### Text:
* * * * * * * * *
Utilizing JDBC to MS SQL server, SDLB required this additional dependency. Therefore, add the following dependency to the pom.xml:

<dependency>
	<groupId>com.microsoft.sqlserver</groupId>
	<artifactId>mssql-jdbc</artifactId>
	<version>10.2.0.jre11</version>
</dependency>

build sdl-spark: podman build -t sdl-spark .

build the SDLB objects:

mkdir .mvnrepo
podman run -v ${PWD}:/mnt/project -v ${PWD}/.mvnrepo:/mnt/.mvnrepo maven:3.6.0-jdk-11-slim -- mvn -f /mnt/project/pom.xml "-Dmaven.repo.local=/mnt/.mvnrepo" package

download the test case data from Kaggle and unzip into SDL_sql/data directory
copy polynote notebook sql_data_monitor.ipynb for later inspection into the polynote/notebooks directory

danger

The notebook will only be editable if the permissions are changed to be writable by other users chmod -R 777 polynote/notebooks

script for creating table on the SQL server: db_init_chess.sql into the config directory
script for modifying the table on the SQL server: db_mod_chess.sql into the config directory
a restart script restart_databases.sh is provided to clean and restart from scratch, including: stopping the containers, cleaning databases, freshly starting the containers and initializing the SQL database

Prepare Source Database

start the pod with the metastore and polynote:

mkdir -p data/_metastore
./part2/podman-compose.sh #use the script from the getting-started guide

start the MS SQL server:

podman run -d --pod sdl_sql --hostname mssqlserver --add-host mssqlserver:127.0.0.1 --name mssql -v ${PWD}/data:/data  -v ${PWD}/config:/config -e "ACCEPT_EULA=Y" -e "SA_PASSWORD=%abcd1234%" mcr.microsoft.com/mssql/server:2017-latest

initialize the database:

podman exec -it mssql /opt/mssql-tools/bin/sqlcmd -S mssqlserver -U sa -P '%abcd1234%' -i /config/db_init_chess.sql

list the table:

podman exec -it mssql /opt/mssql-tools/bin/sqlcmd -S mssqlserver -U sa -P '%abcd1234%' -Q "SELECT count(*) FROM foobar.dbo.chess"
* * * * * * * * *
### Problems to work on:
- 1) In the SDLB setup guide, which version of the mssql-jdbc dependency is added to pom.xml?
- 2) Continue the SDLB setup guide from where it stops.
You won't need the records.

### Data lines:
* * * * * * * * *
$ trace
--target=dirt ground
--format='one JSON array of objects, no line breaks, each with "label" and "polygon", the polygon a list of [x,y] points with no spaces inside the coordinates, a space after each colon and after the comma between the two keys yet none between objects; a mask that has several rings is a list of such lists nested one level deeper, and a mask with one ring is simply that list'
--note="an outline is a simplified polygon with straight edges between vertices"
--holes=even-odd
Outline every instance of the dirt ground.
* * * * * * * * *
### Task-by-task answers:
- 1) 10.2.0.jre11

- 2)
podman exec -it mssql /opt/mssql-tools/bin/sqlcmd -S mssqlserver -U sa -P '%abcd1234%' -Q "SELECT * FROM foobar.dbo.chess WHERE id = '079kHDqh'"

This should report 20058 row and we see an example of duplicates.

note

This could be shortened, by just calling the bash restart_databases.sh, which contains the above commands, after stopping the containers and cleaning directories.

Define Workflow

The SDLB configuration file consists of:

global settings for the metastore
connection details
data objects and
action

Create the config/chess.conf file with the following described sections or copy the full script.

Spark Settings

For the metastore, the location, driver and access is defined. Further, the amount of tasks and partitions are limited, due to our reasonable small problem size.

global {
  spark-options {
    "spark.hadoop.javax.jdo.option.ConnectionURL" = "jdbc:derby://metastore:1527/db;create=true"
    "spark.hadoop.javax.jdo.option.ConnectionDriverName" = "org.apache.derby.jdbc.ClientDriver"
    "spark.hadoop.javax.jdo.option.ConnectionUserName" = "sa"
    "spark.hadoop.javax.jdo.option.ConnectionPassword" = "1234"
    "spark.databricks.delta.snapshotPartitions" = 2
    "spark.sql.shuffle.partitions" = 2
  }
}  

Connection

The connection to the local MS SQL server is specified using JDBC settings and clear text authentication specification. In practice, a more secure authentication mode should be selected, e.g. injection by environment variables.

connections {
  localSql {
    type = JdbcTableConnection
    url = "jdbc:sqlserver://mssqlserver:1433;encrypt=true;trustServerCertificate=true"
    driver = com.microsoft.sqlserver.jdbc.SQLServerDriver
    authMode {
      type = BasicAuthMode
      userVariable = "CLEAR#sa"
      passwordVariable = "CLEAR#%abcd1234%"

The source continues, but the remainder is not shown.